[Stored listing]

____

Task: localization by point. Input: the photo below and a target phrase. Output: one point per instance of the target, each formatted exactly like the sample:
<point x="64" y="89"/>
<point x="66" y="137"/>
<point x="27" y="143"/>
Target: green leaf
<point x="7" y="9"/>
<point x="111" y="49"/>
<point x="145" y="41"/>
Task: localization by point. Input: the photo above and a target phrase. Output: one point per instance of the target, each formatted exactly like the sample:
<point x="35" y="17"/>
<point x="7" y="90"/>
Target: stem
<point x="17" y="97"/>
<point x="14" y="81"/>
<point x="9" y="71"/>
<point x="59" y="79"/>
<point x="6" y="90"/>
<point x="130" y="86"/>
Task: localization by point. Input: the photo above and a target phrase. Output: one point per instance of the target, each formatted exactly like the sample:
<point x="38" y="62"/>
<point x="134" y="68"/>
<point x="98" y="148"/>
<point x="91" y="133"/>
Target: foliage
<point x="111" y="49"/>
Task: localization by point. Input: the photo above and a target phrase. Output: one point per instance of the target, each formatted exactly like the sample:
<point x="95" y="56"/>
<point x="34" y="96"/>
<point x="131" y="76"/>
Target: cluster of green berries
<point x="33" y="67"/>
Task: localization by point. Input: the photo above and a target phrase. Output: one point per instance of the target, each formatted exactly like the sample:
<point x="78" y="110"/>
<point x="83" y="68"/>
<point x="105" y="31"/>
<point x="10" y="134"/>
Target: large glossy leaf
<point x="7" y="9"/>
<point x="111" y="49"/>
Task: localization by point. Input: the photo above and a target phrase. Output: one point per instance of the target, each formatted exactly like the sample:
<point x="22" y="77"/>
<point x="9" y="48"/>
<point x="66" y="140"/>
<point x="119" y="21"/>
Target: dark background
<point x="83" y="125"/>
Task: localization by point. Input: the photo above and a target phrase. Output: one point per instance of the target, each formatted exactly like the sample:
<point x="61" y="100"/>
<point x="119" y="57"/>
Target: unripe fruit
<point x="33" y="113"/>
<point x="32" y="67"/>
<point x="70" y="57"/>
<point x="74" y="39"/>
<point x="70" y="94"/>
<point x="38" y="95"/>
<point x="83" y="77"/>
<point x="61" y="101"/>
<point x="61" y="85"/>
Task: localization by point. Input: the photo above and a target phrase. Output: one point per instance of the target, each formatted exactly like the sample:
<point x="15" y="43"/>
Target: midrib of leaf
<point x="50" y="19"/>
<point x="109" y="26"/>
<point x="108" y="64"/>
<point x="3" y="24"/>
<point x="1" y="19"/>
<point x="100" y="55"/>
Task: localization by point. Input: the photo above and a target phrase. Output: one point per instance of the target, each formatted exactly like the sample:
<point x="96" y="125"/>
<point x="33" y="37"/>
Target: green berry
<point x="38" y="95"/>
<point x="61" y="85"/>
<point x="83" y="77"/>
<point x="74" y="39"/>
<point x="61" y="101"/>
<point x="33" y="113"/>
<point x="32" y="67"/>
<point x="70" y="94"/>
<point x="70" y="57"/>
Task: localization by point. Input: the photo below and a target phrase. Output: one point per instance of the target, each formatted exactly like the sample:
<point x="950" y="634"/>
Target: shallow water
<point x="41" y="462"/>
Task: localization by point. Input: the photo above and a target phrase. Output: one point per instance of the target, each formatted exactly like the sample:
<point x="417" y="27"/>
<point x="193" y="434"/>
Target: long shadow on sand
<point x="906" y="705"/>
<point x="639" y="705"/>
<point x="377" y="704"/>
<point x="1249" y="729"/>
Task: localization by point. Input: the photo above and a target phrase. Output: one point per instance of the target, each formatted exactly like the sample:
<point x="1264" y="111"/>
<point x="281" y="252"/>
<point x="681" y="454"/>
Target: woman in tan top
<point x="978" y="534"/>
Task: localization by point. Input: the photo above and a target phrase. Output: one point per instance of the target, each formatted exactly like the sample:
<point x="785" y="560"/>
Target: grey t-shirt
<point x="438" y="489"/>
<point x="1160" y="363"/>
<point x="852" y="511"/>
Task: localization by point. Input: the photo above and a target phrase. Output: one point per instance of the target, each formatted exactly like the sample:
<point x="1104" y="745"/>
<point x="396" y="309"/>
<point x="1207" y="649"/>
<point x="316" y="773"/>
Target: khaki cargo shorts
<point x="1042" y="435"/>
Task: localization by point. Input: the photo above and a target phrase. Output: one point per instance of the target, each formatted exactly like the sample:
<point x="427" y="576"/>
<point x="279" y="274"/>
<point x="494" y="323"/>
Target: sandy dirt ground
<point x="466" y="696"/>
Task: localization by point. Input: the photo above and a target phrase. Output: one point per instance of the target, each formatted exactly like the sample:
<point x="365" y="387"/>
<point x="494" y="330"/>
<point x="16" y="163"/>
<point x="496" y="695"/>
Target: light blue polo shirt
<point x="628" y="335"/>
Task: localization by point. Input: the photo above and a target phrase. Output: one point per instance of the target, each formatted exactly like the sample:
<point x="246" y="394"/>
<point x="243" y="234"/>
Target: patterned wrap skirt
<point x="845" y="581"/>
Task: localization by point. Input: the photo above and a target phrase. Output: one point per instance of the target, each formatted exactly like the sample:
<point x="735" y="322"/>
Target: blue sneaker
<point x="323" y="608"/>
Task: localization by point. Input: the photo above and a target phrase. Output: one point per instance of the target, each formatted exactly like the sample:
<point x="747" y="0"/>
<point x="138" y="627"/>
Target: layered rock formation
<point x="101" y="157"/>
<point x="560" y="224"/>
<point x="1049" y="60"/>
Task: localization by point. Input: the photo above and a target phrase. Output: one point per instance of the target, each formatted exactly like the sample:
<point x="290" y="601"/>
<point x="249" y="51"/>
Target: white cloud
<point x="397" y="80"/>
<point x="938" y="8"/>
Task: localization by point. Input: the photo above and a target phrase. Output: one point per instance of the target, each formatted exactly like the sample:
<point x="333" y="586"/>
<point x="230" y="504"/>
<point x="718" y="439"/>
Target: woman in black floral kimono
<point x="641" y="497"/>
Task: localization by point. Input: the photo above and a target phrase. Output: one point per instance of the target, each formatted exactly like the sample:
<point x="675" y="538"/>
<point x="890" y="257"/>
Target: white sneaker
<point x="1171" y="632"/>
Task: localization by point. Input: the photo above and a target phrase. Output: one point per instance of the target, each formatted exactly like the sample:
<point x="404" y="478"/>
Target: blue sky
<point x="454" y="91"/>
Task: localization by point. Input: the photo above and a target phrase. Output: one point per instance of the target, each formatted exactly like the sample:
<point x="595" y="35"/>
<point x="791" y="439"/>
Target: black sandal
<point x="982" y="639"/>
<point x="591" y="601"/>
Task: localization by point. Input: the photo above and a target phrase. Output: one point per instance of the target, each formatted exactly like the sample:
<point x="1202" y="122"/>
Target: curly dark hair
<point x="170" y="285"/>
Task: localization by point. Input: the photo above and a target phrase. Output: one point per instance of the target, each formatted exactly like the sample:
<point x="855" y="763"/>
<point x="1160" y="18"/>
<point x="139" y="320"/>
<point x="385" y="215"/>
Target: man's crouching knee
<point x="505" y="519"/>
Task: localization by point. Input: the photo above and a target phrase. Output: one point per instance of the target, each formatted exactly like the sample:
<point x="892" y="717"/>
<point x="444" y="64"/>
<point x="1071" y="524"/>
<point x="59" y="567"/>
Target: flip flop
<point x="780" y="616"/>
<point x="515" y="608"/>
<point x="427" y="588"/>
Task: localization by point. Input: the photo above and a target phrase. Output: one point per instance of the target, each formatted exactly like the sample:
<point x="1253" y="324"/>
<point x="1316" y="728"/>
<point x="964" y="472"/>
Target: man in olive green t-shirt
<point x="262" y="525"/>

____

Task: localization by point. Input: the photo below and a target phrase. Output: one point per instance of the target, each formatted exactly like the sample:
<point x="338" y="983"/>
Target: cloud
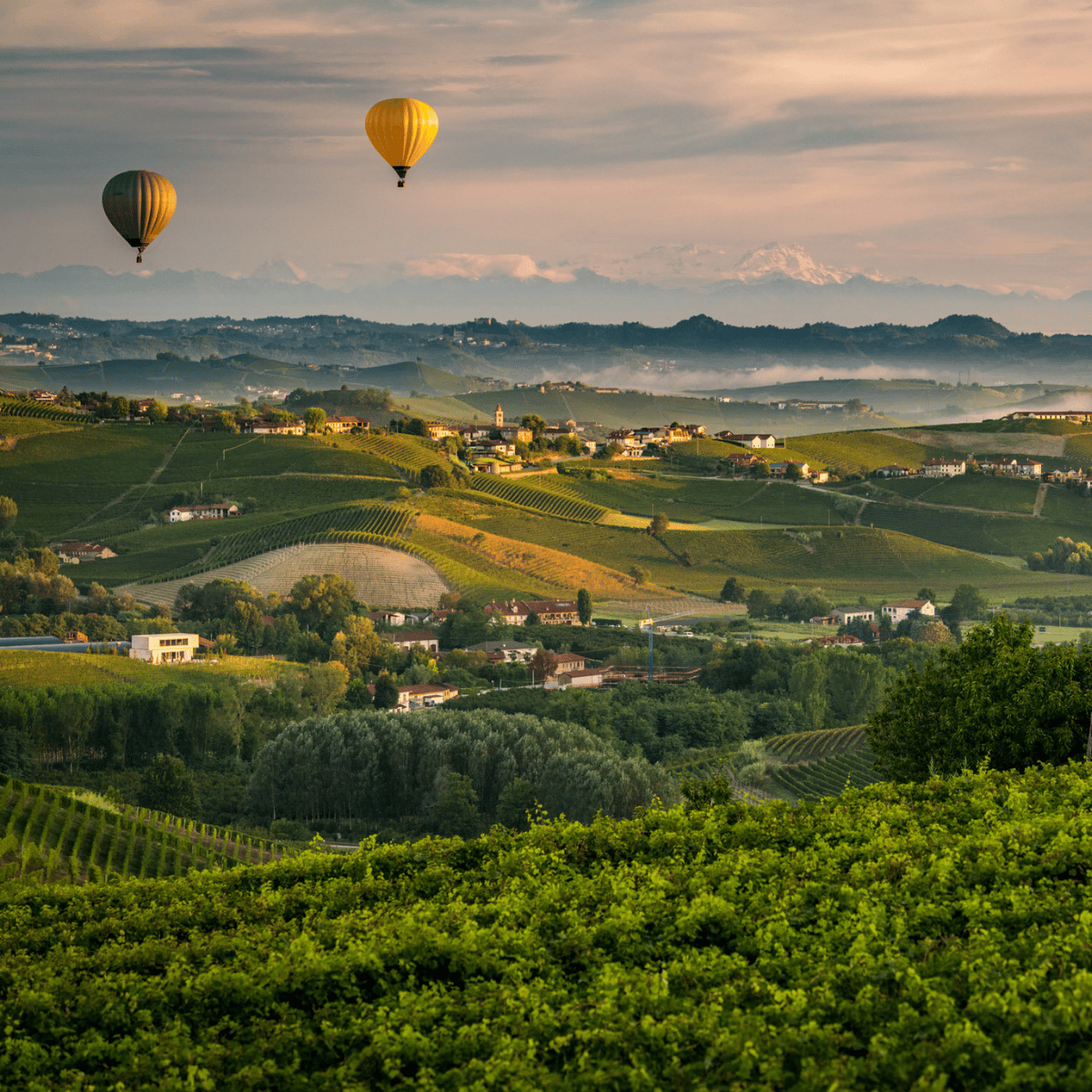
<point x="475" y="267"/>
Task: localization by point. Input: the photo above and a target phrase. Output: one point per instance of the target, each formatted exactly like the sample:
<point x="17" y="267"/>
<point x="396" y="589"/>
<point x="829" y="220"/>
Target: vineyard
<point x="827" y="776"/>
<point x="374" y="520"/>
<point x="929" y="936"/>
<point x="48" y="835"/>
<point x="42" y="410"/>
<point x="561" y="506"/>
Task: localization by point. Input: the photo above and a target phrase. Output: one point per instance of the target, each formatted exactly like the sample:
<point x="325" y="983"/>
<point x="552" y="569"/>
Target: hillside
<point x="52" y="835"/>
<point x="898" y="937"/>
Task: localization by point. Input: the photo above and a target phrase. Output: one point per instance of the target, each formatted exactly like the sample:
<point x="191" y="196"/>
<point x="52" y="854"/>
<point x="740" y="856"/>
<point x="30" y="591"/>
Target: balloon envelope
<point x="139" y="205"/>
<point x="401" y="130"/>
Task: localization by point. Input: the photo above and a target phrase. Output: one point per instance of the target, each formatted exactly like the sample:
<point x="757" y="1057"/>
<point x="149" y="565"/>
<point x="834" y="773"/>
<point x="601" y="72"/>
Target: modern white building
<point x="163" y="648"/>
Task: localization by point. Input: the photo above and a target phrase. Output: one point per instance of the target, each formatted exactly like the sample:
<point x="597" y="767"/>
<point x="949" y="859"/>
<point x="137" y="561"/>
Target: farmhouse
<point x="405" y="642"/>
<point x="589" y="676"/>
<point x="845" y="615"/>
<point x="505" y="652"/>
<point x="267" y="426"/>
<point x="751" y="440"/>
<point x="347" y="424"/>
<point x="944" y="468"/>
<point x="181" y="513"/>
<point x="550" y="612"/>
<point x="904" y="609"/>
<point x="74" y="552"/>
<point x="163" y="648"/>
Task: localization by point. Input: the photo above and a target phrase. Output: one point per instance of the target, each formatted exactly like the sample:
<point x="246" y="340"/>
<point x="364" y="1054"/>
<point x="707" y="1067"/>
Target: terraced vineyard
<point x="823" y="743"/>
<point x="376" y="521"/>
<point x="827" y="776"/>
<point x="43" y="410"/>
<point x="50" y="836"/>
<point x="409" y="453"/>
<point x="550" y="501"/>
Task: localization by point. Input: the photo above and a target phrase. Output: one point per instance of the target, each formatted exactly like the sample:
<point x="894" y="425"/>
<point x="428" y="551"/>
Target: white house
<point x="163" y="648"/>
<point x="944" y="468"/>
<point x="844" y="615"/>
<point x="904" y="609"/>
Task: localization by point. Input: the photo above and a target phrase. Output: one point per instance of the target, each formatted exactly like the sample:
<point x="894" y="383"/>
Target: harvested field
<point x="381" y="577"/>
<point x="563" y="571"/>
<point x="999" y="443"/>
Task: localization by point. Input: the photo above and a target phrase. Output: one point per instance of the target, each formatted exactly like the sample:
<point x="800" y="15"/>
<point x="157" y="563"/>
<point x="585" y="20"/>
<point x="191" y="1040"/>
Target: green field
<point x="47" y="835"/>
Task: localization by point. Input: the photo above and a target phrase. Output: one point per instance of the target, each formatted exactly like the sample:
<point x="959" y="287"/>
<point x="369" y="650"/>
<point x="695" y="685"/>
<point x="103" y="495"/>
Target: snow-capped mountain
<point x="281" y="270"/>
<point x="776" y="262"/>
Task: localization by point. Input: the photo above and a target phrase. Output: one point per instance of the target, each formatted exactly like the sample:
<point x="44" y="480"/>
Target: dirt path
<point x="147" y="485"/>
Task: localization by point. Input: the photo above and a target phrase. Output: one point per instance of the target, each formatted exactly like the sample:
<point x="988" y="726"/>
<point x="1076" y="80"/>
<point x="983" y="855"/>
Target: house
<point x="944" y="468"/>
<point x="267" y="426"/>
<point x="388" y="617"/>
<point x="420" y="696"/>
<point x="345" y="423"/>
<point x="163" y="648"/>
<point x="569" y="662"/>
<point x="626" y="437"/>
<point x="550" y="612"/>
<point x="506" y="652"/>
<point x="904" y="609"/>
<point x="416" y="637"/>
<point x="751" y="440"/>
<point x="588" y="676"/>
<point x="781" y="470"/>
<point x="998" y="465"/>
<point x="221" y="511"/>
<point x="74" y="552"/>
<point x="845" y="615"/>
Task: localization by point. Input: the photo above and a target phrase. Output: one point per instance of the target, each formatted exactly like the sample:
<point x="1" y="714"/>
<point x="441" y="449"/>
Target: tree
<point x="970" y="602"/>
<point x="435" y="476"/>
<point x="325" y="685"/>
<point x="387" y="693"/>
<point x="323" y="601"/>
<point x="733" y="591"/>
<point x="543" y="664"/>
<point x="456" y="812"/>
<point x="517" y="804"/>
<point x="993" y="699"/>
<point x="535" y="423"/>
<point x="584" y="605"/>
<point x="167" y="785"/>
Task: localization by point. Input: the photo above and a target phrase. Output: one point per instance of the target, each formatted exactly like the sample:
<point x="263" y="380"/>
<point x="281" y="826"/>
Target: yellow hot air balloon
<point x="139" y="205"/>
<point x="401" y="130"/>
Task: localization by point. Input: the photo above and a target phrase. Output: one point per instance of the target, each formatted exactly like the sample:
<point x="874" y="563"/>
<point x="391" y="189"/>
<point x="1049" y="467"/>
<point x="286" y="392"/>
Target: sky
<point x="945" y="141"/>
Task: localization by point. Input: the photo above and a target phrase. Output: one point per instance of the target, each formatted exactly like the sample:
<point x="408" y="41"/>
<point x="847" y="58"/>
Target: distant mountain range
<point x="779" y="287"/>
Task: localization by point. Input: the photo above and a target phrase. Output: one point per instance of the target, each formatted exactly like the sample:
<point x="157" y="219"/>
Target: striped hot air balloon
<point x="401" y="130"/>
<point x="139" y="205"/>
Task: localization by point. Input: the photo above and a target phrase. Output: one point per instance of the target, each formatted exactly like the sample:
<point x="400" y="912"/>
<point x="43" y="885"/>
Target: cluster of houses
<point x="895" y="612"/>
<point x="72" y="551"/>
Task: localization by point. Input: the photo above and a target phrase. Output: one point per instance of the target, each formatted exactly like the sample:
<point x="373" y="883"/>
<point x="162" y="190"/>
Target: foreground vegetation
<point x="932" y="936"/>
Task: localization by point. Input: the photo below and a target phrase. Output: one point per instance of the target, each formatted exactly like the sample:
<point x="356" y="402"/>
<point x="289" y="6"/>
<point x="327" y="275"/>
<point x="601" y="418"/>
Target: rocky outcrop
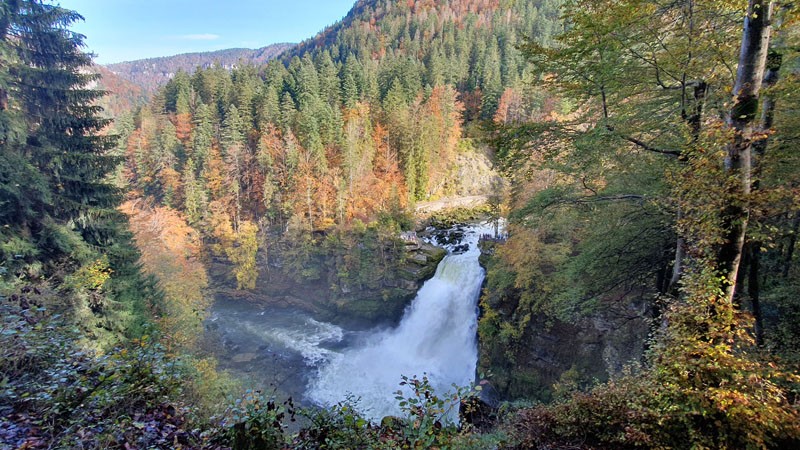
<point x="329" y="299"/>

____

• Work to do
Filter the listing above and reproduce every line that contains the string "leaf".

• Right answer
Target: green leaf
Target: large glossy leaf
Target: midrib of leaf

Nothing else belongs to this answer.